[Start of Attachment]

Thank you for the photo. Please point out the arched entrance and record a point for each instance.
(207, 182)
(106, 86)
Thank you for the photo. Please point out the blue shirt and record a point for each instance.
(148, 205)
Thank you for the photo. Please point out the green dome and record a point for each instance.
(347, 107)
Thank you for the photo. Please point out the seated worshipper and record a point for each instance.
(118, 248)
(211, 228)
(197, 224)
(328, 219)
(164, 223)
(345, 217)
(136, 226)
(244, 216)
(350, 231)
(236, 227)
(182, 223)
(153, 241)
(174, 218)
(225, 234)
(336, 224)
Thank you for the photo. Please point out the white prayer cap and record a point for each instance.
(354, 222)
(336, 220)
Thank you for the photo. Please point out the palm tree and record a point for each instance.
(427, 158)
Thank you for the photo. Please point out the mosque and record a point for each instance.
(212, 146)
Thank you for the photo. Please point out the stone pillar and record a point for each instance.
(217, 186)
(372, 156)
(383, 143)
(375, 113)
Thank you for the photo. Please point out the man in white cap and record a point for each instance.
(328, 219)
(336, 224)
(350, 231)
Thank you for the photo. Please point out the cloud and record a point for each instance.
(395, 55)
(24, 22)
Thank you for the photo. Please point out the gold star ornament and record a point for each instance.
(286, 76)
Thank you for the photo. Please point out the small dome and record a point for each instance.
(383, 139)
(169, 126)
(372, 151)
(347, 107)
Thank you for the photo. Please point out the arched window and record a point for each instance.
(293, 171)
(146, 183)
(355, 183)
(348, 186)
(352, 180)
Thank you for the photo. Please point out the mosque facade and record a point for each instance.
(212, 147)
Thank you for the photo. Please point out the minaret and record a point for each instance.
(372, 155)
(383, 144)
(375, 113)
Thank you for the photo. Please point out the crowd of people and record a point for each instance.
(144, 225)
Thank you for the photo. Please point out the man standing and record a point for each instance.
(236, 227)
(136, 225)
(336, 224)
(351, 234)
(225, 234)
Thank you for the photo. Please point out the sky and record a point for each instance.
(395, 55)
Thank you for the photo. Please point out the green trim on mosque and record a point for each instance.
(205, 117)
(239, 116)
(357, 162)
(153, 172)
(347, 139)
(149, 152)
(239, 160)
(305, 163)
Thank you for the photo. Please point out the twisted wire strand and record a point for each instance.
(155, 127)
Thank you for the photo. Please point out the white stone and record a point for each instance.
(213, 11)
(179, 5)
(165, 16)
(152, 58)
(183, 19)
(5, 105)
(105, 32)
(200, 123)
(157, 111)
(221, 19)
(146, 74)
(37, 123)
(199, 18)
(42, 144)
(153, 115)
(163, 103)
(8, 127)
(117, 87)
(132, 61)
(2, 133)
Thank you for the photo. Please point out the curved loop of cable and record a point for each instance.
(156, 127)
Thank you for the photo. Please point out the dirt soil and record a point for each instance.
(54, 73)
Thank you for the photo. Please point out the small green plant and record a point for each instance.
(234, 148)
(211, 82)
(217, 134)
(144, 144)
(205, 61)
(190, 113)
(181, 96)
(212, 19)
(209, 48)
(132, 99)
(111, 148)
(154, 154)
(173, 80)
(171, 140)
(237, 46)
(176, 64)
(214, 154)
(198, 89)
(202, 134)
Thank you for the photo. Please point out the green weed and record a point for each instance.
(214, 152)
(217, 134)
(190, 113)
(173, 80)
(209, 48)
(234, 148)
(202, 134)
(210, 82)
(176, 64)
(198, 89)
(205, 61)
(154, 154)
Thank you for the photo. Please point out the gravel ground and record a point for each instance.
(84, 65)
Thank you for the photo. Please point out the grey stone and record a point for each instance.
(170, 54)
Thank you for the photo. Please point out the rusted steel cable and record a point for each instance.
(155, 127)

[End of Attachment]

- **WHAT THIS TASK INVOLVES**
Print the entries above exactly as they were written, down to the last line.

- **TASK ANSWER**
Thank you for the photo. Please point out the arched entrance and record a point for each instance.
(207, 182)
(106, 86)
Thank you for the photo. Please point out the blue shirt and record a point for each instance.
(148, 205)
Thank you for the photo. Please point out the green dome and record a point for each instance.
(347, 107)
Thank you for the photo. Please point out the seated worshipper and record a point for each instance.
(118, 248)
(211, 228)
(197, 224)
(328, 219)
(164, 223)
(345, 217)
(136, 226)
(244, 216)
(350, 231)
(236, 227)
(182, 223)
(153, 241)
(174, 218)
(225, 234)
(336, 224)
Thank you for the photo. Please point out the white prayer cap and record a point for each instance.
(354, 222)
(336, 220)
Thank you for the photo. Please point out the palm tree and record a point for each instance.
(427, 158)
Thank you for the photo. Please point out the mosque and record a point for each instance.
(212, 146)
Thank you for the photo. Please point out the stone pillar and record a point for each instance.
(217, 186)
(372, 156)
(383, 143)
(375, 113)
Thank you for the photo. Please point out the man in white cap and record a point for each instance.
(328, 219)
(336, 224)
(350, 231)
Thank you for the photo. Please point out the cloud and record a point for each instance.
(395, 55)
(24, 22)
Thank you for the photo. Please point out the gold star ornament and record a point for each instance.
(286, 76)
Thank you for the photo. Please point out the small dome and record a point for each instance.
(383, 139)
(169, 126)
(372, 151)
(347, 107)
Thank you for the photo. Please point out the arched window and record a point for each instance.
(293, 171)
(146, 183)
(355, 183)
(348, 186)
(352, 180)
Thank you for the photo. Please point out the mosque facade and record a point for each instance.
(212, 147)
Thank you for the photo. Please point out the minaret and record a point for each instance.
(372, 155)
(383, 144)
(375, 113)
Thank you for the photo. Please point out the crowd of people and record a point for each instance.
(144, 225)
Thank you for the photo. Please point out the man standing and record a point for each instance.
(236, 227)
(136, 225)
(336, 224)
(351, 234)
(225, 234)
Thank you for the photo. Please point out the sky and record a point for each instance.
(395, 55)
Thank you for the photo. Please point out the green trim on mosque and record a point for each instance.
(205, 117)
(239, 116)
(357, 162)
(153, 172)
(347, 139)
(149, 152)
(239, 160)
(305, 163)
Thank you for the photo. Please point out the twisted wire strand and record a point for each instance.
(155, 127)
Thank you for the photo. Please point out the white stone and record a point for each instance.
(213, 11)
(179, 5)
(165, 16)
(152, 58)
(183, 19)
(5, 105)
(105, 32)
(200, 123)
(157, 111)
(221, 19)
(146, 74)
(37, 123)
(199, 18)
(42, 144)
(153, 115)
(163, 103)
(8, 127)
(117, 87)
(132, 61)
(2, 133)
Thank you for the photo. Please point out the curved loop of cable and record a point for each instance.
(156, 127)
Thank you for the photo. Please point out the dirt soil and record a point for each instance.
(54, 73)
Thank you for the photo. Please point out the small green plant and record a point for each instance.
(234, 148)
(211, 82)
(217, 134)
(144, 144)
(205, 61)
(190, 113)
(181, 96)
(212, 19)
(209, 48)
(132, 99)
(111, 148)
(154, 154)
(173, 80)
(171, 140)
(237, 46)
(176, 64)
(214, 154)
(198, 89)
(202, 134)
Thank you for the photo. Please point out the green weed and record a point for each instance.
(214, 152)
(217, 134)
(190, 113)
(173, 80)
(209, 48)
(234, 148)
(202, 134)
(210, 82)
(176, 64)
(198, 89)
(205, 61)
(154, 154)
Thank you for the photo. Please point out the gravel ground and record a point for each instance.
(84, 65)
Thank you for the photo. Please point out the grey stone and record a point for each instance.
(170, 54)
Thank you for the photo. Please point out the rusted steel cable and record a point for each instance.
(155, 127)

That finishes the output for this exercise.